**GIVEN PROBLEM**: Please gather every line of the entries below that contains the word "shirt" and copy each such line in full. The match is case-sensitive.
______
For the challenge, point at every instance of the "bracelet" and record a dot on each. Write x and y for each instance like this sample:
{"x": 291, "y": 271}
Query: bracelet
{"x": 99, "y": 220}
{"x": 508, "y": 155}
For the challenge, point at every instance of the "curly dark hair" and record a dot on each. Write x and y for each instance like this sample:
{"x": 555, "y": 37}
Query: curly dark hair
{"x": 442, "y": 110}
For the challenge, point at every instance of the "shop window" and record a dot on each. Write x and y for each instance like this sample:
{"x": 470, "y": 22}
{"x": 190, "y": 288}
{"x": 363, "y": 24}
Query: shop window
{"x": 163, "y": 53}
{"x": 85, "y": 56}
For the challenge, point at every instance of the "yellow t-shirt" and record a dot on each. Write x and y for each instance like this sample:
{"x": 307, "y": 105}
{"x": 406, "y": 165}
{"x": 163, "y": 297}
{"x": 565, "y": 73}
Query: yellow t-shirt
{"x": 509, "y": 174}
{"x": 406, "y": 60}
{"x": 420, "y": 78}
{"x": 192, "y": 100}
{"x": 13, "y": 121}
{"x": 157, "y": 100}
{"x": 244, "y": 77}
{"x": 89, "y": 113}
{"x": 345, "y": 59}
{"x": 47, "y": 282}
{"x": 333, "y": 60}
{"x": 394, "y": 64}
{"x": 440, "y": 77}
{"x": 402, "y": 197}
______
**EXPECTED ANSWER**:
For the challenge, point at every instance of the "yellow t-shirt" and record a dot on each. Write x and y for each instance like this sample:
Query: yellow t-shirt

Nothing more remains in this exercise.